── Extract provided ──

Bashir, who was indicted by the International Criminal Court (ICC) in March 2009 for crimes against humanity and then again in July 2010 for three counts of genocide, cannot travel in much of the world for fear of being extradited to the Hague. But Egypt is not a signatory to the Rome Statute -- Jordan, Djibouti, and Comoros are the only members of the Arab League to ratify the ICC's founding charter -- and U.N. Security Council 1593, which referred the Sudanese crisis to the ICC's special prosecutor, merely "urges" non-signatories to "cooperate fully" with the criminal investigation.
In theory, Bashir should fear extradition from all 121 parties to the Rome Statute, but in practice he has been able to travel more or less freely in Africa and the Middle East. Here's a look at the genocidal jet-setter's travel itinerary since he was indicted back in 2009.
ERITREA - March 2009
Only weeks after the ICC issued its first arrest warrant for Bashir, the Sudanese president ventured to Eritrea to visit President Issaias Afeworki, who had invited Bashir in a display of anti-Western solidarity. In his invitation, Afeworki declared the ICC "anti-people" and the indictment a "defamatory conspiracy on the part of external forces."

───
── Data lines ──

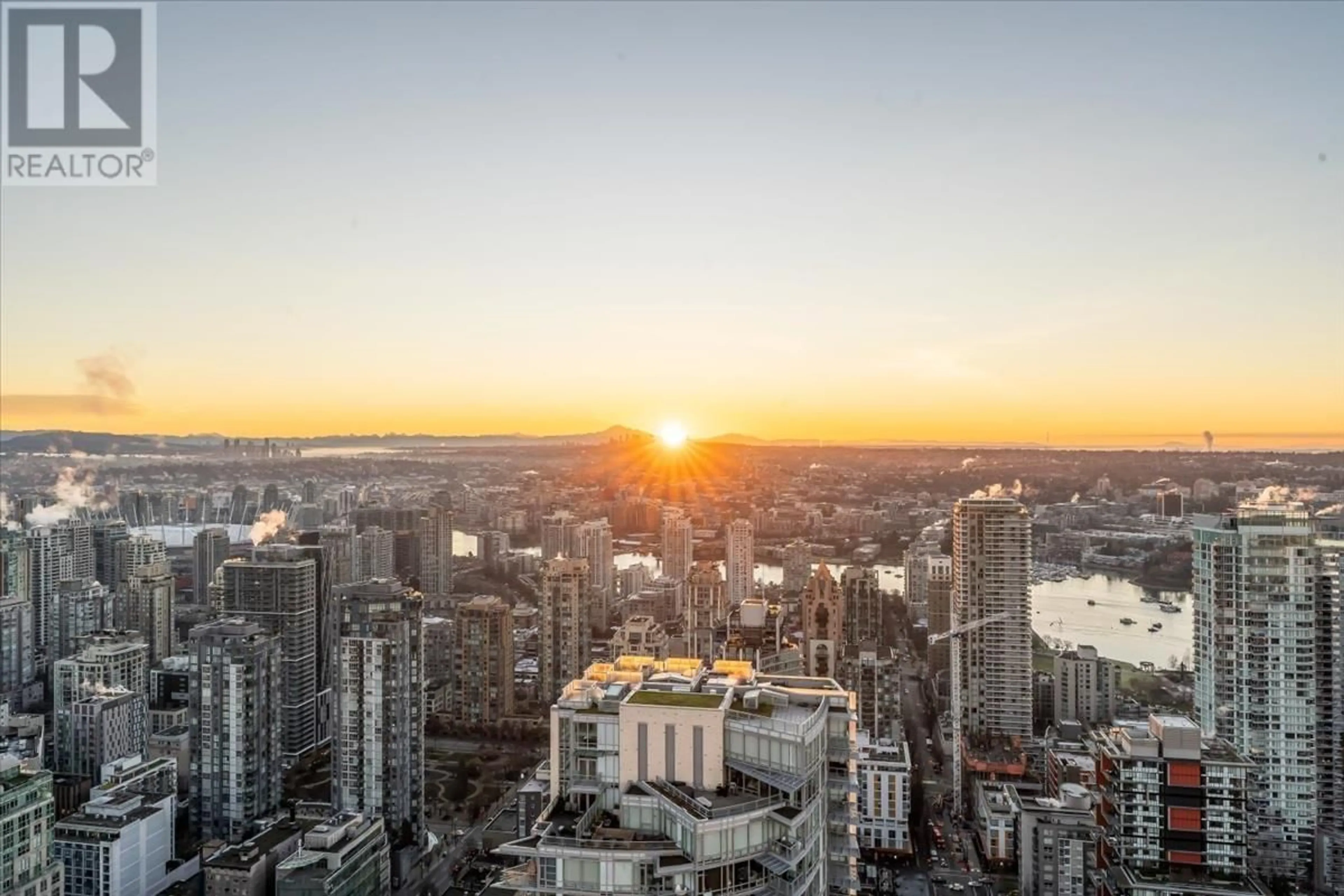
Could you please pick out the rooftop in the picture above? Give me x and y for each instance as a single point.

───

Problem to solve: In the extract about Bashir's travels, which three Arab League members have ratified the ICC's founding charter?

Solution below: Jordan, Djibouti, and Comoros.